Referring expression pointing data -
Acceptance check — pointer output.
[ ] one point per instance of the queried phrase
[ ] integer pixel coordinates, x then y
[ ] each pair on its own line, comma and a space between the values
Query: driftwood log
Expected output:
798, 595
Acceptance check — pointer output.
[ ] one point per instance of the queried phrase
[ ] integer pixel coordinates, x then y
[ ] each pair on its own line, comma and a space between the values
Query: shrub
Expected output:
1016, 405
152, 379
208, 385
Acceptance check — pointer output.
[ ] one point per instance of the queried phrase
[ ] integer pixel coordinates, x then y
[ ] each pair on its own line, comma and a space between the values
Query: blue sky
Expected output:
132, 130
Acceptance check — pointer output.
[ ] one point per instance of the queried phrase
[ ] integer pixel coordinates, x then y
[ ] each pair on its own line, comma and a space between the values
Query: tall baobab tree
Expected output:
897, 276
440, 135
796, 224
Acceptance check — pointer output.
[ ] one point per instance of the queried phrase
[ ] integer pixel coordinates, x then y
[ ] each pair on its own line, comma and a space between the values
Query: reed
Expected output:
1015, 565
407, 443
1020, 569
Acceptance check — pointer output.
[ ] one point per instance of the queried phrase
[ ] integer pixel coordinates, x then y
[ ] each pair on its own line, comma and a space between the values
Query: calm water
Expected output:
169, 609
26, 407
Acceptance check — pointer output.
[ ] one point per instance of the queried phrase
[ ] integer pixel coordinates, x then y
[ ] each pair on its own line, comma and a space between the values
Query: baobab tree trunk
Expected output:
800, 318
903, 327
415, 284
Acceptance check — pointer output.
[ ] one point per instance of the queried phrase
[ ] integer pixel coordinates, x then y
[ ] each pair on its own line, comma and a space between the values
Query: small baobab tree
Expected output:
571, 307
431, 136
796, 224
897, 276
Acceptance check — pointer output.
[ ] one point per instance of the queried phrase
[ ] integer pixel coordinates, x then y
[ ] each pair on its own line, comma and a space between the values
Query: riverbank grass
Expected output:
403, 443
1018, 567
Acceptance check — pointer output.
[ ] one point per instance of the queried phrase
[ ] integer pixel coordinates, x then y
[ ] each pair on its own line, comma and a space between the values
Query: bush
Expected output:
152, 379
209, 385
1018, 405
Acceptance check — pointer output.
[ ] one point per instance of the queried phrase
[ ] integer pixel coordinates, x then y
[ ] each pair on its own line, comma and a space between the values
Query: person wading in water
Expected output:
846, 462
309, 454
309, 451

WHAT YOU WILL DO - A precise copy of all the records is needed.

ANSWER BOX -
Acceptance check — pointer output.
[ ] one point per instance of the queried phrase
[ ] integer pixel coordinates, x then y
[ ] each pair on its own line, comma and a space between the values
Query: driftwood log
Expected output:
798, 595
Acceptance check — pointer output.
[ ] one point per instance of the queried phrase
[ ] integer pixel coordinates, x then y
[ ] each pair on its own line, comma and a space between the values
Query: shrub
Expected output:
1016, 405
152, 379
208, 385
Acceptance check — pointer output.
[ ] one point per instance of the queried phrase
[ ] integer pixel coordinates, x then y
[ ] each pair on its own line, comma and a space between the values
Query: blue sky
Expected output:
132, 130
Acceptance check — pointer output.
[ ] one point per instance of the queried phrase
[ ] integer pixel coordinates, x then y
[ ] each pair on its own line, comma and a space between the values
Query: tall baobab tree
Expected output:
897, 276
440, 135
796, 224
Acceptance check — pointer output.
[ ] one point per instance of the queried phrase
[ ] integer pixel coordinates, x then y
[ ] each pair on its own line, comma and a space between the values
Query: reed
Expected output:
1015, 565
407, 443
1020, 569
Acceptance check — pointer output.
[ ] one point per instance of the queried phrase
[ ] integer pixel coordinates, x then y
[ ] each pair on its own line, comma and a space between the values
Query: calm water
Expected output:
169, 609
26, 407
Acceptance check — pointer output.
[ ] one point per instance of the queried phrase
[ ] integer pixel coordinates, x then y
[ ] each pair on its own line, comma and a space between the values
Query: baobab tree trunk
Expected output:
800, 318
903, 327
415, 284
Acceptance check — pointer output.
[ ] one point per instance of the queried phrase
[ ] integer pixel coordinates, x then y
[ ] each pair on its own line, comma and a space between the values
Query: small baobab tree
Expected output:
571, 307
431, 136
796, 224
897, 276
Acceptance check — pointer output.
[ ] one point per instance of the queried phrase
[ ] integer pixel coordinates, x then y
[ ] each pair on its own line, comma and a space between the values
Query: riverbank grass
Expected output:
403, 443
1018, 567
Acceptance check — pointer output.
[ ] one point per instance of the queried phrase
[ ] integer pixel coordinates, x then y
[ ] each pair on its own line, comma and a space between the values
Query: bush
Expected output:
152, 379
209, 385
1018, 405
Acceptance check — pointer output.
[ ] one point per instance of the queried phrase
[ ] integer pixel coordinates, x then y
[ ] each pair on its own line, comma and a space between the values
Query: person wading in water
Expected output:
846, 462
309, 454
309, 451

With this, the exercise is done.